Short exercise: Copy the entries below word for word, starting at the line that contains "Where can the agave" and ending with the last line of the entries.

Information shown:
• • • • •

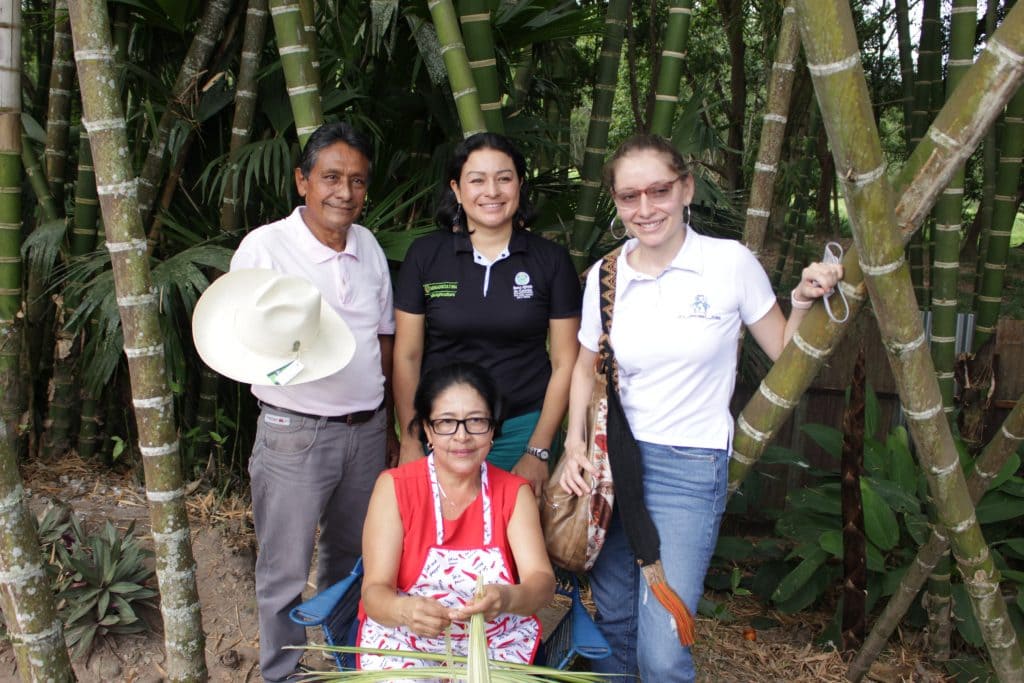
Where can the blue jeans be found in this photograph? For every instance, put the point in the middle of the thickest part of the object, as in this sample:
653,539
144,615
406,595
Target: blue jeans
685,492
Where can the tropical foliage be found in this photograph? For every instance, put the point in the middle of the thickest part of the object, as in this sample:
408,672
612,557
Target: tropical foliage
212,99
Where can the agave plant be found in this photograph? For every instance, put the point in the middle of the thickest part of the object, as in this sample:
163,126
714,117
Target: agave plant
475,668
104,581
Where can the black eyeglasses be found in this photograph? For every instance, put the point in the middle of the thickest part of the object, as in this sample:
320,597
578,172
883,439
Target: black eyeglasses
449,426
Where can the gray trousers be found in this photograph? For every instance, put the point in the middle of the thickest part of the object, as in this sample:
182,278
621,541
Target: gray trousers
306,472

• • • • •

Exercise output:
Where can the agave plant be found in this photograph? For every instance, put the point in the middle of the thickest part of the object, as in this sample:
163,126
714,117
Target: agave plant
475,668
104,581
Where can the black eyeglasses be found in this photograph? For every instance, put the point in the middle of the thickest part of the object, as in this sample:
320,597
578,172
883,439
Target: black eyeglasses
449,426
Where can the gray trousers be found in this photograph? For every instance, put the point in the middle of the thickest part of the object, as in this sample:
182,278
621,541
Target: gray trousers
306,472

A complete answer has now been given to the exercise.